- _Passage provided_:
LUISAVIAROMA (also known as Luisa Via Roma or LVR) is a retailer of the luxury market. Its headquarters and stores are in Florence, Italy.

History 
In 1920, Frenchwoman Luisa Jaquin opened a small hat boutique on via Roma in Florence. Her husband slowly expanded the store by adding clothes and built his own factory to produce them. While still in college, their grandson Andrea Panconesi became the visual merchandiser and flew to Paris on his first buying trip. In 1968 while in Paris, Andrea met Japanese designer Kenzō Takada and became the first store in Europe to carry his label Kenzo. From that point onwards, Andrea Panconesi has led LUISAVIAROMA. The original store in Via Roma 19/21r in Florence was renovated in 2008 using eco-conscious principles by Claudio Nardi. The design also incorporated interactive screens and a restaurant on the top floor.  Felice Limosani was Art Director of Luisa Via Roma 2002/2015 and had created and designed the multidisciplinary concept both in-store and online. The store in Via Silvio Pellico was opened in 2008.

Website 
At the beginning of the 2000s the website LUISAVIAROMA.COM was launched to give select clients the ability to shop the concept store on-line. During the first years the website was highly exclusive, but then was re-styled in 2004 and opened to all web users in English. The website was later translated into Italian, German, Chinese, Russian, French, Spanish, Japanese and Korean in an effort to expand in growing markets and adopted targeted marketing strategies. In the last few years 90% of LUISAVIAROMA's sales is from this website all over the world. All of the operational activities are developed in the headquarters in Via Varchi, Florence.

Events 
In the early 2000s,  the concept store began arranging communication events with companies such as Nokia, FIAT, Puma, Adidas, Missoni, Lacoste, Levi’s, TIM and Coca-Cola. Luisaviaroma’s starting point has always been the true belief that clients look for experiences and not only for more products.

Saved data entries

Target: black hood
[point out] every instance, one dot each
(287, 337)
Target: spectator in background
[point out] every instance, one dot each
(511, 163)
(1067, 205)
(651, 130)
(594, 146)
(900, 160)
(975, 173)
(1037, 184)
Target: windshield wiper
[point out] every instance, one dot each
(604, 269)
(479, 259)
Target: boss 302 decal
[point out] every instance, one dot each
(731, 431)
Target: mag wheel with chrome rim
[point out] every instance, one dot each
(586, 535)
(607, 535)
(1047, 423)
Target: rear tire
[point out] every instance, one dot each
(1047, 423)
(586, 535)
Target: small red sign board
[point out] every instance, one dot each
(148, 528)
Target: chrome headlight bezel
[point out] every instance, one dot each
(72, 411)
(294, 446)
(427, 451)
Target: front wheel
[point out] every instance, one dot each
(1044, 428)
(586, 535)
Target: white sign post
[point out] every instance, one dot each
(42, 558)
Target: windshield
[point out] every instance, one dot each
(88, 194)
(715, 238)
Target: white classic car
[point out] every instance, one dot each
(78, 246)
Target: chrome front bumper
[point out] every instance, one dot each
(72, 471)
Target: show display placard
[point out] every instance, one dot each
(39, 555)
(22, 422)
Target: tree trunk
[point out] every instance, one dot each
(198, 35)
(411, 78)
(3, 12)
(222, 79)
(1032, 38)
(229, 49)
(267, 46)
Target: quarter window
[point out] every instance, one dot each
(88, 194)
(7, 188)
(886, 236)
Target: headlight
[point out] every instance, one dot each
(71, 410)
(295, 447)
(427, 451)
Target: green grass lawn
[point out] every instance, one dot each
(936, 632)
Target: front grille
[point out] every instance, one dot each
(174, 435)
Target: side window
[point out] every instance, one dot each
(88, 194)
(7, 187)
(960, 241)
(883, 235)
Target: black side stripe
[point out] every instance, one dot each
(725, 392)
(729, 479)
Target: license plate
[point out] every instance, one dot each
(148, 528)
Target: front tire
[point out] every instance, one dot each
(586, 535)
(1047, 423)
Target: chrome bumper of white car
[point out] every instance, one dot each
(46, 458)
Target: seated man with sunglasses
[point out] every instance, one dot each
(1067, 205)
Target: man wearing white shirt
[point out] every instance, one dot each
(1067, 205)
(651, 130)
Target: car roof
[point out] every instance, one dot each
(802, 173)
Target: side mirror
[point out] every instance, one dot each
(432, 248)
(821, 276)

- _Short exercise 1_: In the passage on LUISAVIAROMA, who opened the small hat boutique on via Roma in 1920?
- _Short exercise 2_: Proceed with the passage on LUISAVIAROMA, carrying it forward from its final sentence.
The listing was taken from a separate source.

- _Exercise answer 1_: Frenchwoman Luisa Jaquin opened it.

- _Exercise answer 2_:
To celebrate 10 years of on-line activity, “FIRENZE4EVER…It’s Magic!” was held for the first time. The three-day event invited 40 fashion bloggers from around the world to take part in “Style Labs” where they created multi brand looks and photo shoots. This event has since been repeated twice a year at the launch of each new fashion season from 2010 to 2017.

In August 2018 Luisaviaroma celebrated in Porto Cervo the UNICEF Summer Gala, the first charity event in collaboration with UNICEF. In November 2018 Spring Studios - a pop up store - was opened in New York. In February 2019 Naked Heart Foundation and Luisaviaroma made a collaboration in London with the charity event "Fabulous Fund Fair - Dolce Vita Night". On June 13, 2019 in Florence, Piazzale Michelangelo, Carine Roitfeld founder of CR Fashion Book and CR Studio, inaugurated the first official CR Runway fashion show: it was during this event that Luisaviaroma celebrated its 90th anniversary, by featuring 90 looks, personally curated by Carine, that paid tribute to the 1990s. Over 3,500 people were invited to view Carine Roitfeld’s favorite pieces from the Fall-Winter 2019 women’s and men’s collections: amongst the guests were J Balvin, Heron Preston, Lenny Kravitz, Virgil Abloh and others. This collection included many famous brands, with renowned models such as Gigi Hadid, Bella Hadid, Vittoria Ceretti, Mariacarla Boscono, Irina Shayk, Alessandra Ambrosio, Doutzen Kroes, Lara Stone and many others. A number of the featured looks were available on the CR Runway’s dedicated microsite.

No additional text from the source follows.